DATA SHOWN:
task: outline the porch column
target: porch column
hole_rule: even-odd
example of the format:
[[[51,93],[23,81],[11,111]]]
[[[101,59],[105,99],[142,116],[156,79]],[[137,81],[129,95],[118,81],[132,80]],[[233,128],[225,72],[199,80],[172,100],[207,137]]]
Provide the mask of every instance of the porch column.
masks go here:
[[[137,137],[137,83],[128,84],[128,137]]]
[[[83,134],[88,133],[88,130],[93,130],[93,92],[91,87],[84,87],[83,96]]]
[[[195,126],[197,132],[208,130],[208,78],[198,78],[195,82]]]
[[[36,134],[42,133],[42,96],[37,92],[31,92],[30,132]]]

EXERCISE INSTRUCTIONS: Rewrite the entries above, replacing "porch column" with "veranda post" everywhere it occurs and leaving everything else unchanged.

RESPONSE:
task: outline the veranda post
target: veranda post
hole_rule: even-odd
example of the format:
[[[51,93],[23,81],[11,111]]]
[[[101,59],[105,99],[142,116],[156,79]],[[137,81],[129,95],[118,81],[132,80]],[[233,128],[225,72],[199,80],[172,100],[207,137]]]
Provide the mask of every instance of the veranda post.
masks go here:
[[[137,137],[137,83],[128,84],[128,137]]]
[[[83,134],[88,133],[88,130],[93,130],[93,92],[91,87],[84,87],[83,96]]]
[[[195,126],[197,132],[208,130],[208,78],[198,78],[195,82]]]
[[[36,134],[42,133],[42,96],[37,92],[31,92],[30,132]]]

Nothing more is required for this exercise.